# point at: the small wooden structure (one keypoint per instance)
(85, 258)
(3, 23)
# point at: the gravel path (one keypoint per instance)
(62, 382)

===============

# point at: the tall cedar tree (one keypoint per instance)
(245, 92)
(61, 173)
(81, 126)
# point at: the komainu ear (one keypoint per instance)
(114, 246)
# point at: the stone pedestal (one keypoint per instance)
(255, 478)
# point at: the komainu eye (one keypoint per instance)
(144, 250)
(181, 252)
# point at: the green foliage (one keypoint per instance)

===============

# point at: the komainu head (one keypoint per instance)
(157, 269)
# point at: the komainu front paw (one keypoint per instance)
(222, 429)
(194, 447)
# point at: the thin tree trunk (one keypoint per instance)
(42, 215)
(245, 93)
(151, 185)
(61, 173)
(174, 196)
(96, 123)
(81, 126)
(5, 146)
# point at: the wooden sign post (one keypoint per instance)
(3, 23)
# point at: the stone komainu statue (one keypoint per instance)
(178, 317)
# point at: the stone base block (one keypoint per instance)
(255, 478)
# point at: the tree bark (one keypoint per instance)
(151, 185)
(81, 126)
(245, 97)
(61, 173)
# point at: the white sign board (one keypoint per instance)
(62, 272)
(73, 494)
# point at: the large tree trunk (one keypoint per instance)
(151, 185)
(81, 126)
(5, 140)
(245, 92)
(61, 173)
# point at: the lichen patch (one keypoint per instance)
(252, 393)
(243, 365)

===============

Render everything in the records from the line containing "# point at: the komainu ear" down to the line containing "# point at: the green", both included, as a Markdown table with the columns Row and Text. Number each line in Row and skip blank lines.

| Row | Text |
|---|---|
| 1 | # point at: the komainu ear (one keypoint per instance) |
| 2 | (114, 246) |
| 3 | # point at: the stone pedestal (one keypoint per instance) |
| 4 | (255, 478) |
| 5 | # point at: the komainu eye (one keypoint per instance) |
| 6 | (144, 250) |
| 7 | (181, 252) |
| 8 | # point at: the green foliage (one keypoint per instance) |